- [SET TASK 1]
List every distinct email address in the From, To, and Cc lines of the malloc micro benchmark reply.
- [SET TASK 2]
In the malloc micro benchmark reply, reproduce verbatim the part that opens with the words containing "Yes that is" and closes with "show any gains).".

- [DOCUMENT SEGMENT]
▬▬▬▬▬▬

Re: [PATCH] Add malloc micro benchmark

unofficial mirror of libc-alpha@sourceware.org
 help / color / mirror / Atom feed

From: Wilco Dijkstra <Wilco.Dijkstra@arm.com>
To: Carlos O'Donell <carlos@redhat.com>,
	"libc-alpha@sourceware.org" <libc-alpha@sourceware.org>
Cc: nd <nd@arm.com>
Subject: Re: [PATCH] Add malloc micro benchmark
Date: Mon, 18 Dec 2017 15:18:47 +0000	[thread overview]
Message-ID: <DB6PR0801MB20538A414F1659748E703918833C0@DB6PR0801MB2053.eurprd08.prod.outlook.com> (raw)
In-Reply-To: <bcc3af78-c1ac-2d24-6a6a-c14d6ca7dc96@redhat.com>

Carlos O'Donell wrote:

Thanks for the review!

> This test is a long time coming and is a great idea.
>
> My "big" question here is: What are we trying to model?
>
> Do we want to prove that the single threaded optimizations you
> added are helping a given size class of allocations?

Yes that is the main goal of the benchmark. It models the allocation
pattern of a few benchmarks which were reported as being slow
despite the new tcache (which didn't show any gains).

When the tcache was configured to be larger there was a major
speedup, suggesting that the tcache doesn't work on patterns with
a high number of (de)allocations of similar sized blocks. Since DJ
didn't seem keen on increasing the tcache size despite it showing
major gains across a wide range of benchmarks, I decided to fix
the performance for the single-threaded case at least. It's now 2.5x
faster on a few sever benchmarks (of course the next question is
whether tcache is actually useful in its current form).

▬▬▬▬▬▬

- [DATA SHOWN]
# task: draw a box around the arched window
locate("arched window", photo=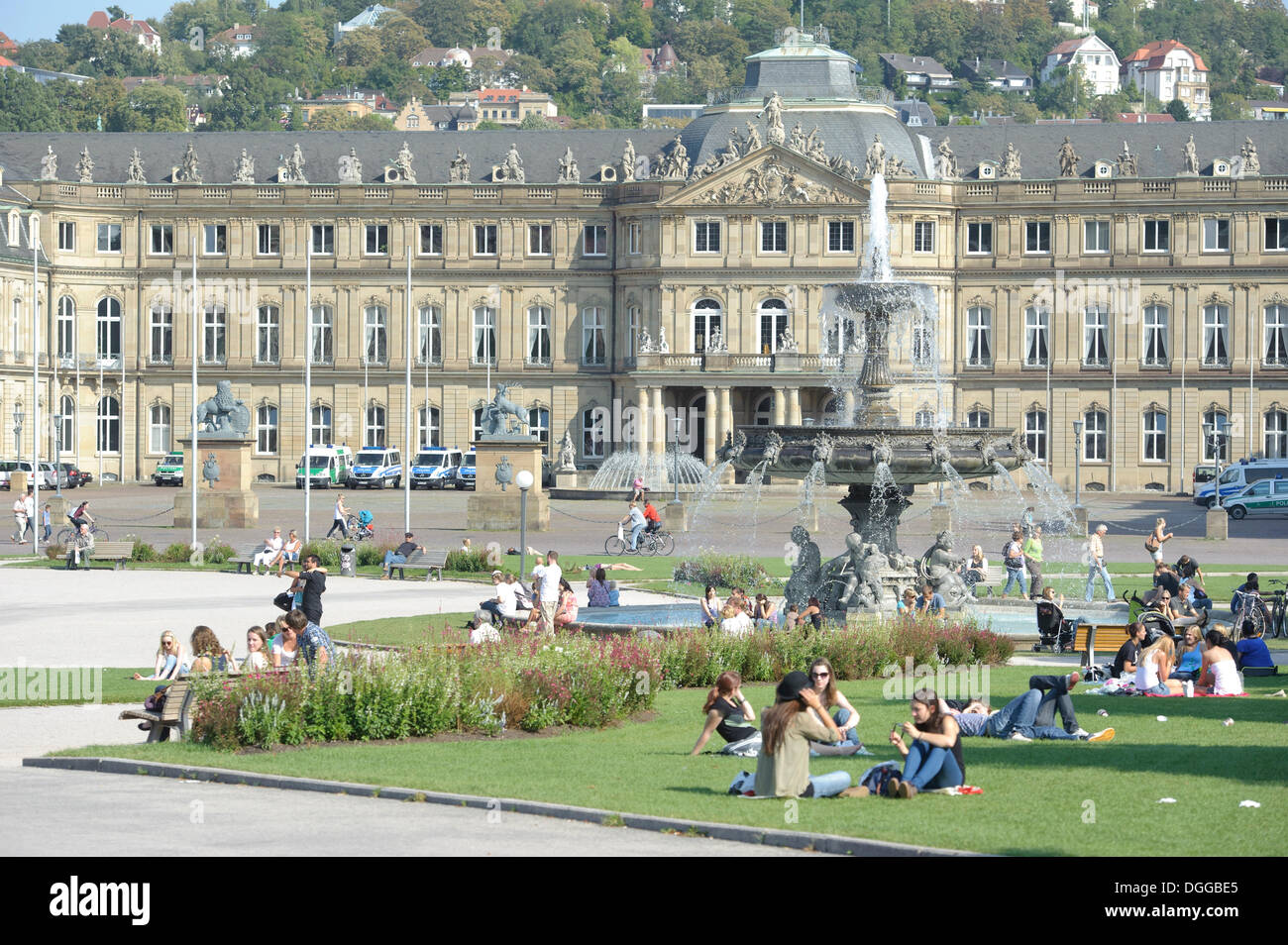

▬▬▬▬▬▬

- [TASK SOLUTION 1]
Wilco.Dijkstra@arm.com
carlos@redhat.com
libc-alpha@sourceware.org
nd@arm.com

- [TASK SOLUTION 2]
Yes that is the main goal of the benchmark. It models the allocation
pattern of a few benchmarks which were reported as being slow
despite the new tcache (which didn't show any gains).